CHALLENGE A
According to the passage on formality in mathematics, which area of mathematics is the writer's recent paper from?

-- Begin READING TEXT --

See also Terence Tao's description of the pre-rigorous, rigorous, and post-rigorous stages of learning math. 
A: Recently, I wrote a paper, where almost all the proofs are in the level of formality which you refer as "2. Using formal logic...". However, the work is from foundations of mathematics, where formality is easier, but also necessary. I myself, prefer to read formal, precise statements than these in natural language; I just grasp the formal expressions faster. Also, many results come to me symbolically; I did not see them intuitively. Also, intuitive and habitual thinking may be sometimes very misleading. The difficulties connected to expressing complicated statements in a formal way can be overcome by sufficient number of formal definitions. Clearly, a text is easier to comprehend when such definitions have a "nice" intuitive interpretation.
I think all depends on the author: one people prefer to use intuitive, habitual thinking and natural language, other like to read formal statements and think symbolically. Hence, I think each mathematician should be allowed to work in his own style, and there is no "the only correct way".

-- End READING TEXT --
-- Begin DATASET --

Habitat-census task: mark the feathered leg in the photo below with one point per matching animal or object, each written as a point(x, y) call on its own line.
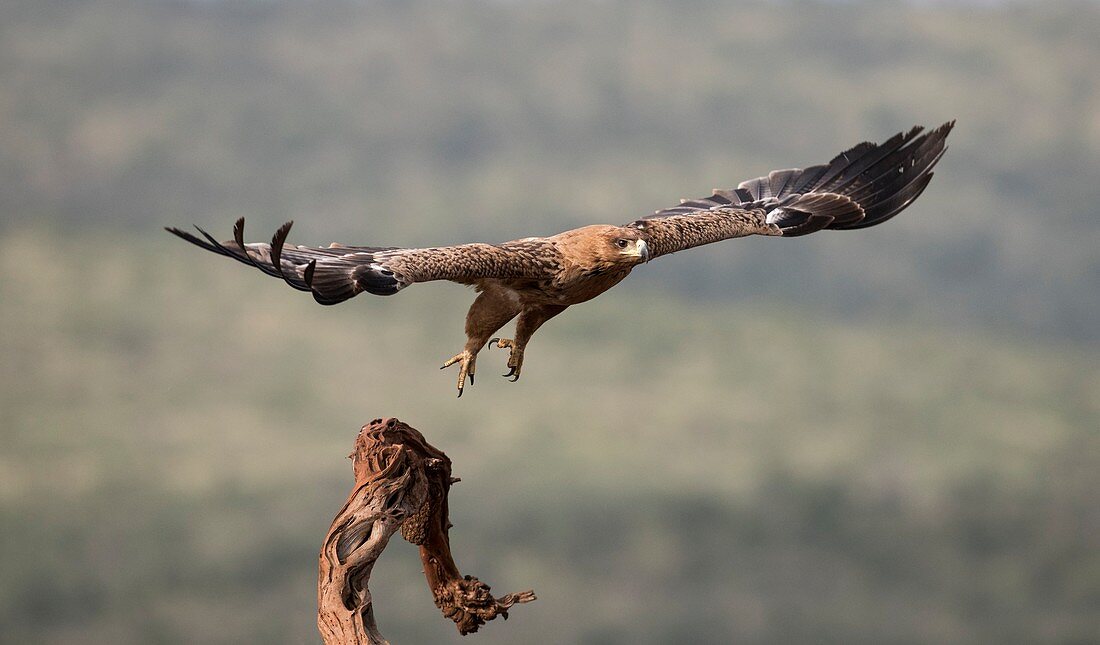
point(528, 323)
point(491, 310)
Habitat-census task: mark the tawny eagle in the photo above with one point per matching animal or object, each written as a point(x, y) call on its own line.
point(536, 279)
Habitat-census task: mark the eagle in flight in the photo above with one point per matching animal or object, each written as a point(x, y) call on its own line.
point(536, 279)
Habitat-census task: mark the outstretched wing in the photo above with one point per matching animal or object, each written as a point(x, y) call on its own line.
point(337, 273)
point(860, 187)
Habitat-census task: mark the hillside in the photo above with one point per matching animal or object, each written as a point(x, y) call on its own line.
point(175, 435)
point(418, 123)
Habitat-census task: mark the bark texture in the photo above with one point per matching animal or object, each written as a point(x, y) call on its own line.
point(402, 482)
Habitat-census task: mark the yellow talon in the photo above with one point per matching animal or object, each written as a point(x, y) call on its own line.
point(466, 368)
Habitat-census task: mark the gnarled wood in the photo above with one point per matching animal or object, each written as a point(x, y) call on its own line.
point(402, 482)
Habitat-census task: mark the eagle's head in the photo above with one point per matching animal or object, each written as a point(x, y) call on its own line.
point(608, 247)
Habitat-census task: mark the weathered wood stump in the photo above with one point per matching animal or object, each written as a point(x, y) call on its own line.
point(400, 482)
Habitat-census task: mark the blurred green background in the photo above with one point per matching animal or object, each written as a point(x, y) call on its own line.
point(886, 436)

-- End DATASET --

CHALLENGE B
Update the records starting at the line that contains "Habitat-census task: mark the hillside" and continuing through the last of the records, replacing "photo above" with "image above" and leaving everything else the same. Return only those lines.

FULL SOLUTION A
Foundations of mathematics.

FULL SOLUTION B
Habitat-census task: mark the hillside in the image above with one point per matching animal or object, each written as a point(x, y) call on its own line.
point(175, 435)
point(418, 123)
Habitat-census task: mark the bark texture in the image above with one point per matching animal or object, each written as a point(x, y) call on its own line.
point(402, 482)
Habitat-census task: mark the yellow talon in the image above with one point per matching animal or object, each written as a point(x, y) call on its own line.
point(466, 368)
Habitat-census task: mark the gnarled wood in the image above with one point per matching animal or object, each written as a point(x, y) call on its own line.
point(402, 482)
Habitat-census task: mark the eagle's head in the image above with one point per matching animal or object, each written as a point(x, y) call on its own line.
point(608, 247)
Habitat-census task: mark the weathered wood stump in the image above with one point per matching animal or object, each written as a point(x, y) call on its own line.
point(400, 482)
Habitat-census task: mark the blurred green background in the image above with one point per matching animal or object, each written as a point(x, y) call on its own line.
point(886, 436)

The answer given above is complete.